Copy the data verbatim, from the line containing "Q: Point out the pine" down to the line containing "x=150 y=498", including both of those lines.

## start Entries shown

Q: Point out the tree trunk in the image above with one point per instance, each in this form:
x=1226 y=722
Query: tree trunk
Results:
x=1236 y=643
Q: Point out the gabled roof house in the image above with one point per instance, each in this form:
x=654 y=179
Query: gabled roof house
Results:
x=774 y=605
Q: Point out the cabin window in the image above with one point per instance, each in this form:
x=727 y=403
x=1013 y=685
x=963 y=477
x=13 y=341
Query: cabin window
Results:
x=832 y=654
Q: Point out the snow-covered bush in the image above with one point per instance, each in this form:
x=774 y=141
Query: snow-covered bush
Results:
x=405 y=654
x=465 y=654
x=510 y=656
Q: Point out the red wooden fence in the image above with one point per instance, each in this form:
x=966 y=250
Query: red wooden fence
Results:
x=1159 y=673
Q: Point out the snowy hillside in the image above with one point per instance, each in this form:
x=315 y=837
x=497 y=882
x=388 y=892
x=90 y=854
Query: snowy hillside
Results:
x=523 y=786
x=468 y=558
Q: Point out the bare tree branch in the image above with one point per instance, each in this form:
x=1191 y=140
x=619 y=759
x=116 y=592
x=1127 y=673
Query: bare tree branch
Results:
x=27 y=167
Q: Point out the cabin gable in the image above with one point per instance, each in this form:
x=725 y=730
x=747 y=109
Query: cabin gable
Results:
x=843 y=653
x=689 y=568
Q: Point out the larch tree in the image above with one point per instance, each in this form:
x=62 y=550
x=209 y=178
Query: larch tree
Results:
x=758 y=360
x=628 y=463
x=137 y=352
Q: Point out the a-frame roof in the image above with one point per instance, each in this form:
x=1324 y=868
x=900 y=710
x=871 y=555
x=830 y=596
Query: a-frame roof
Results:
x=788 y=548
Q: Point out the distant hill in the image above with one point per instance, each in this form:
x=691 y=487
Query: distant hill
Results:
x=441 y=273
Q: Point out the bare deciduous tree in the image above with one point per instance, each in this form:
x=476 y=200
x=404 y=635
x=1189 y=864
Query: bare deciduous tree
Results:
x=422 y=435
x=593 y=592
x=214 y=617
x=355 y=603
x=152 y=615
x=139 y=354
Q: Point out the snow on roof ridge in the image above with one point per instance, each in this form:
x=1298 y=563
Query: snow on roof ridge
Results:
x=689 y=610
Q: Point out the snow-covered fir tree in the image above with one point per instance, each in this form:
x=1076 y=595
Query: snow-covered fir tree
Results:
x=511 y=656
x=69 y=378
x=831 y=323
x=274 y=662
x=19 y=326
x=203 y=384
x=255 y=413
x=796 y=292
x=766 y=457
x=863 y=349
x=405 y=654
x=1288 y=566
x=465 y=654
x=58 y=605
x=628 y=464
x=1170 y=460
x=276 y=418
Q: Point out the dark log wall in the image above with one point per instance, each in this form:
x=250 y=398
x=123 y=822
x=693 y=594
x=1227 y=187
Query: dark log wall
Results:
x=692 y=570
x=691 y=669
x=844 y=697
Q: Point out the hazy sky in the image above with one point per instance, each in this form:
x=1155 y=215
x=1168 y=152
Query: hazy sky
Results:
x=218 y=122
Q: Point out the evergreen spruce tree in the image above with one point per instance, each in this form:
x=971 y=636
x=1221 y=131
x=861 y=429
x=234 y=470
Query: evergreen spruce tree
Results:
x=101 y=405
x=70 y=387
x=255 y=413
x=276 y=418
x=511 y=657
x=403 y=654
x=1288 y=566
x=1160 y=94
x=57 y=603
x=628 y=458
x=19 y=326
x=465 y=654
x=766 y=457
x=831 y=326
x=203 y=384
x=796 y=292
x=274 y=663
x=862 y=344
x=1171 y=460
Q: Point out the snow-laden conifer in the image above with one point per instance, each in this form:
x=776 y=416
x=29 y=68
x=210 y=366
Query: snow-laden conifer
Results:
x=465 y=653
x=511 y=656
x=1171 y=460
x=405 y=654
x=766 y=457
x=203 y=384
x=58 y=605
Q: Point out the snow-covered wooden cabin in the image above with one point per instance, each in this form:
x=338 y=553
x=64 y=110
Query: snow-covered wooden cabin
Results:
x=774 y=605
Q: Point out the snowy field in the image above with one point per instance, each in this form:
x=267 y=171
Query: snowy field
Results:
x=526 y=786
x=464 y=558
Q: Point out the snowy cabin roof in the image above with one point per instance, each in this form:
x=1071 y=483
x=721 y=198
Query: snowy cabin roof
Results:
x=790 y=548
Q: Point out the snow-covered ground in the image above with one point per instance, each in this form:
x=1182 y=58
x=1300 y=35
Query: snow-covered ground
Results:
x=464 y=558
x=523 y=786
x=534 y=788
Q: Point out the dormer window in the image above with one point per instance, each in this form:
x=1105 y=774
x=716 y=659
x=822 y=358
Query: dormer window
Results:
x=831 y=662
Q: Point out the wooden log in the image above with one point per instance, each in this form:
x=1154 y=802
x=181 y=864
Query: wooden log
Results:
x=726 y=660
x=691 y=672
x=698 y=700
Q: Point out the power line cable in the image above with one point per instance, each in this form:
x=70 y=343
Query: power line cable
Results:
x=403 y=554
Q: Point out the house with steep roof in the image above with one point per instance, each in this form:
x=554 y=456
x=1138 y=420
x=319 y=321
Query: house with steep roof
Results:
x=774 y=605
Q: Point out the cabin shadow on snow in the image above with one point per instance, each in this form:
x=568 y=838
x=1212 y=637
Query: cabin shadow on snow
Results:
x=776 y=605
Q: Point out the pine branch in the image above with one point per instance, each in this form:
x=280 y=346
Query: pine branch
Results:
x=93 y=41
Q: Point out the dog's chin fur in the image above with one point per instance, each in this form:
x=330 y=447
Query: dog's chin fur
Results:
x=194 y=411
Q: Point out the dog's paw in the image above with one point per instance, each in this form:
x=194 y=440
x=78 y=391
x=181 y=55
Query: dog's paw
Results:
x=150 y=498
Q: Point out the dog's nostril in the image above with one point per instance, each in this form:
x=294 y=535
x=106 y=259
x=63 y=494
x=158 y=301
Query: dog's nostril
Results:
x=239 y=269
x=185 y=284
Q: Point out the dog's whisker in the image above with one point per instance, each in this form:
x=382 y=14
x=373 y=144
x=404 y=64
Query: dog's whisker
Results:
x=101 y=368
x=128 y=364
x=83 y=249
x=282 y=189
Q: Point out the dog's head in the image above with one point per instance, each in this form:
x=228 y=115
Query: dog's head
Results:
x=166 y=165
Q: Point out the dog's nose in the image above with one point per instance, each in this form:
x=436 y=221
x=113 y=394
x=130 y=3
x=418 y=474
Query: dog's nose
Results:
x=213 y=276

## end Entries shown

Reply to the exercise
Q: Point out the pine branch in the image above with one point per instance, each in this form:
x=280 y=346
Query: pine branch
Results:
x=93 y=41
Q: Point out the dog's chin fur in the image above with one point per instance, each in this form:
x=330 y=447
Query: dog's chin fur
Results:
x=194 y=411
Q: Point out the dog's paw in the image above with one point per instance, each in this form:
x=194 y=440
x=78 y=391
x=181 y=55
Query: dog's paw
Results:
x=150 y=498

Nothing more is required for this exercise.